Your task is to restate the data word for word.

» Entries provided
* * *
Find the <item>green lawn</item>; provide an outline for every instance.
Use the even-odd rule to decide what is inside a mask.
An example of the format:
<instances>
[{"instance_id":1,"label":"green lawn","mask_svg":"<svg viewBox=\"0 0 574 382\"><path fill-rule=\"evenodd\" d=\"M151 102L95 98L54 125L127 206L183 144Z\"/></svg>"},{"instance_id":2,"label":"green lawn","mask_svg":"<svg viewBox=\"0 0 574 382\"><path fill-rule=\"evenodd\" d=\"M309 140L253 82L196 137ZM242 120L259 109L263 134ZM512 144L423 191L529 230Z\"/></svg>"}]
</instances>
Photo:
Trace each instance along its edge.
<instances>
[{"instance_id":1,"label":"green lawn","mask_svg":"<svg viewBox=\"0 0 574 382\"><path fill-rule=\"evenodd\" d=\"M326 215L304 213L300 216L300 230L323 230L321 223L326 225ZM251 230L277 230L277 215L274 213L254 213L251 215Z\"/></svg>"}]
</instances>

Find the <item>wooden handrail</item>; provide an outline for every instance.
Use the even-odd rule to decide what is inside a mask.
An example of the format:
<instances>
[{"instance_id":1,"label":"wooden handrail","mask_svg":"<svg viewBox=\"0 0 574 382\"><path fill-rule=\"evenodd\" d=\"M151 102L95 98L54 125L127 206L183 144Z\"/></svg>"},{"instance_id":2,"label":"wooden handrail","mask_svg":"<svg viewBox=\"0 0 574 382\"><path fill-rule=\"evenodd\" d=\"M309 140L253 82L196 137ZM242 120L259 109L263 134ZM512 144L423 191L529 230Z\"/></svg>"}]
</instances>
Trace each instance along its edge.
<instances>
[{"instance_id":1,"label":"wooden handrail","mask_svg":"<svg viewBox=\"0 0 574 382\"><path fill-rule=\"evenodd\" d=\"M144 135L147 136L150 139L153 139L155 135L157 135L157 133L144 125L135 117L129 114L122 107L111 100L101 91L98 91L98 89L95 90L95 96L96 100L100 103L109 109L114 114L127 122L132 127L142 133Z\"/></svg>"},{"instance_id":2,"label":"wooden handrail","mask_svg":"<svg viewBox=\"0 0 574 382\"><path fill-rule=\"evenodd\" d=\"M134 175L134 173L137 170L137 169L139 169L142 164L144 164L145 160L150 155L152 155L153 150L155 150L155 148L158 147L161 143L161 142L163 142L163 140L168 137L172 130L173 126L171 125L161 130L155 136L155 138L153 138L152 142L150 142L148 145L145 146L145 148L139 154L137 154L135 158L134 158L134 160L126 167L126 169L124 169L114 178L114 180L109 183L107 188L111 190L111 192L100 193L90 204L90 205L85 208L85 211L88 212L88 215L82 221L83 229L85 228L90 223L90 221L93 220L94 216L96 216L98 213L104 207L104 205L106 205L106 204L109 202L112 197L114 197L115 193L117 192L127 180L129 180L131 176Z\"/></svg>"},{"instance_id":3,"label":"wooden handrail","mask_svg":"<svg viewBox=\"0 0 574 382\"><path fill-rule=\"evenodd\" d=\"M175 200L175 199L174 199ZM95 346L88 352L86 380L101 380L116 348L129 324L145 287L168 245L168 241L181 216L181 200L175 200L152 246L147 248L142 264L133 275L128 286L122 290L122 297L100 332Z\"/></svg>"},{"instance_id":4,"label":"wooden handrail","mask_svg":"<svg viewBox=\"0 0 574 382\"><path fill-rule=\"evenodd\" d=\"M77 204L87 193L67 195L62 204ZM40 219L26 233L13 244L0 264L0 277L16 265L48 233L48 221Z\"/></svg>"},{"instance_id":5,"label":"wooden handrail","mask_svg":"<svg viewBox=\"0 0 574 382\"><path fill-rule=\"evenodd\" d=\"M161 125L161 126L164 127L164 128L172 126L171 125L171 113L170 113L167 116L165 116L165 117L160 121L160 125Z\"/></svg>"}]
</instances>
* * *
» Reply to the task
Find the <item>green lawn</item>; provide an outline for every instance.
Use the even-odd rule to decide what is inside a mask.
An example of the format:
<instances>
[{"instance_id":1,"label":"green lawn","mask_svg":"<svg viewBox=\"0 0 574 382\"><path fill-rule=\"evenodd\" d=\"M151 102L95 98L54 125L127 206L183 144Z\"/></svg>"},{"instance_id":2,"label":"green lawn","mask_svg":"<svg viewBox=\"0 0 574 382\"><path fill-rule=\"evenodd\" d=\"M309 140L253 82L196 137ZM242 120L259 109L263 134ZM512 144L423 191L529 230Z\"/></svg>"}]
</instances>
Photo:
Trace each instance along its edge.
<instances>
[{"instance_id":1,"label":"green lawn","mask_svg":"<svg viewBox=\"0 0 574 382\"><path fill-rule=\"evenodd\" d=\"M326 215L304 213L300 216L300 230L323 230L321 223L326 225ZM251 230L277 230L277 215L274 213L254 213L251 215Z\"/></svg>"}]
</instances>

Find the <item>wooden handrail</item>; provide an outline for every instance.
Use the even-odd rule to decide what is inside a mask.
An example of the format:
<instances>
[{"instance_id":1,"label":"wooden handrail","mask_svg":"<svg viewBox=\"0 0 574 382\"><path fill-rule=\"evenodd\" d=\"M151 102L95 98L54 125L127 206L183 144Z\"/></svg>"},{"instance_id":2,"label":"wooden handrail","mask_svg":"<svg viewBox=\"0 0 574 382\"><path fill-rule=\"evenodd\" d=\"M309 140L253 82L196 137ZM242 120L259 109L263 134ZM512 144L423 191L529 230Z\"/></svg>"}]
</instances>
Trace each instance along its edge.
<instances>
[{"instance_id":1,"label":"wooden handrail","mask_svg":"<svg viewBox=\"0 0 574 382\"><path fill-rule=\"evenodd\" d=\"M144 135L147 136L150 139L153 139L155 135L157 135L157 133L144 125L135 117L129 114L122 107L111 100L101 91L98 91L98 89L95 90L95 96L96 100L100 103L109 109L114 114L127 122L132 127L142 133Z\"/></svg>"},{"instance_id":2,"label":"wooden handrail","mask_svg":"<svg viewBox=\"0 0 574 382\"><path fill-rule=\"evenodd\" d=\"M134 175L134 173L137 170L137 169L139 169L142 164L144 164L145 160L150 155L152 155L153 150L155 150L155 148L158 147L161 143L161 142L163 142L163 140L168 137L172 130L173 126L171 125L161 130L155 136L155 138L153 138L152 142L150 142L148 145L145 146L145 148L139 154L137 154L135 158L134 158L134 160L126 167L126 169L124 169L114 178L114 180L109 183L107 188L111 190L111 192L100 193L90 204L90 205L85 208L85 211L88 212L88 215L82 221L83 229L85 228L90 223L90 221L93 220L94 216L96 216L98 213L104 207L104 205L106 205L106 204L109 202L112 197L114 197L115 193L117 192L127 180L129 180L131 176Z\"/></svg>"},{"instance_id":3,"label":"wooden handrail","mask_svg":"<svg viewBox=\"0 0 574 382\"><path fill-rule=\"evenodd\" d=\"M175 200L175 199L174 199ZM95 346L88 352L86 380L101 380L116 348L129 324L145 287L168 245L168 241L181 216L181 200L175 200L152 246L147 248L142 264L133 275L128 286L122 290L122 297L100 332Z\"/></svg>"},{"instance_id":4,"label":"wooden handrail","mask_svg":"<svg viewBox=\"0 0 574 382\"><path fill-rule=\"evenodd\" d=\"M77 204L87 193L67 195L62 204ZM40 219L26 233L13 244L0 264L0 277L16 265L48 233L48 221Z\"/></svg>"},{"instance_id":5,"label":"wooden handrail","mask_svg":"<svg viewBox=\"0 0 574 382\"><path fill-rule=\"evenodd\" d=\"M161 125L161 126L164 127L164 128L172 126L171 125L171 113L170 113L167 116L165 116L165 117L160 121L160 125Z\"/></svg>"}]
</instances>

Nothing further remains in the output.